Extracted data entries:
* * * * *

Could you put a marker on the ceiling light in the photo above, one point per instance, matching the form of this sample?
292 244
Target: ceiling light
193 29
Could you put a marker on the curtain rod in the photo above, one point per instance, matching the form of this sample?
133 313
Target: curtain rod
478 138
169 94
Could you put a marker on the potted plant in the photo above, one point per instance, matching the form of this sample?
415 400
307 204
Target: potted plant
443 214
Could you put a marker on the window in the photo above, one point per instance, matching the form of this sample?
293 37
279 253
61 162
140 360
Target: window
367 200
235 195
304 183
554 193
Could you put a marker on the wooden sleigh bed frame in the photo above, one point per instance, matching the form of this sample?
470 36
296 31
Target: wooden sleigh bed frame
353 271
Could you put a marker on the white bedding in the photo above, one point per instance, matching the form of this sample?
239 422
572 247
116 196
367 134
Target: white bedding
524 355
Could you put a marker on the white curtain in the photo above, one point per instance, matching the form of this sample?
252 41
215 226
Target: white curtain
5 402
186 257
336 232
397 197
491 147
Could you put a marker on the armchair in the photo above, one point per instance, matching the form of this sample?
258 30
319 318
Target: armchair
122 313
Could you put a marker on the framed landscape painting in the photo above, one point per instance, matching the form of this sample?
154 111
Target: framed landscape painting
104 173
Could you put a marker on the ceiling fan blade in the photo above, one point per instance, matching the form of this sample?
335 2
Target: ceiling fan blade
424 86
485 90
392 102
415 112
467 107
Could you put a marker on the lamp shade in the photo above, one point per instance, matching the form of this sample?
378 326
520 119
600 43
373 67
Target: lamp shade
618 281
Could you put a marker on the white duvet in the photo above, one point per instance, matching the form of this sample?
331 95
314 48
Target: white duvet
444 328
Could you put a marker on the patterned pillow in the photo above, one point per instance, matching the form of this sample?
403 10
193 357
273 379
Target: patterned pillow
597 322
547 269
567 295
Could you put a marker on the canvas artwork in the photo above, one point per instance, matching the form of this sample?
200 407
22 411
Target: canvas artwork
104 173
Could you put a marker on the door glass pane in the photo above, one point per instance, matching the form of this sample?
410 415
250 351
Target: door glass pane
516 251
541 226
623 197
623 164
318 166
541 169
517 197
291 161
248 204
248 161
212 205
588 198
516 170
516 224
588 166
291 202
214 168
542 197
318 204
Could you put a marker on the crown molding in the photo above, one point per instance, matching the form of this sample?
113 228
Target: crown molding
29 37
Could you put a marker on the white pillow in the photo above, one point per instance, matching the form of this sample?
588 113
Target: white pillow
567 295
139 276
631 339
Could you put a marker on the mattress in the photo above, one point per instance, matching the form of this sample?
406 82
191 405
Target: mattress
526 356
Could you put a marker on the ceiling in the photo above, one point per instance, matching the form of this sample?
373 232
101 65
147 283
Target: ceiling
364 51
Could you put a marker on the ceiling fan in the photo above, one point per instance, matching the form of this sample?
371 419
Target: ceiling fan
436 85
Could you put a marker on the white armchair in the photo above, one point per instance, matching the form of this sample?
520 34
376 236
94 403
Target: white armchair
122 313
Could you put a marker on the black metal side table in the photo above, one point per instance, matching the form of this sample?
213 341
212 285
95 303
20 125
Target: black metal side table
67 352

* * * * *

** Exercise description **
Only one span of lines is wanted: the line with "Could you put a marker on the black" and every line after it to the end of the entries, output exactly.

** Reply to the task **
Could you put a marker on the black metal side table in the photo above, one point per instance, matching the form of this sample?
213 341
212 285
95 303
20 125
Target: black metal side table
67 352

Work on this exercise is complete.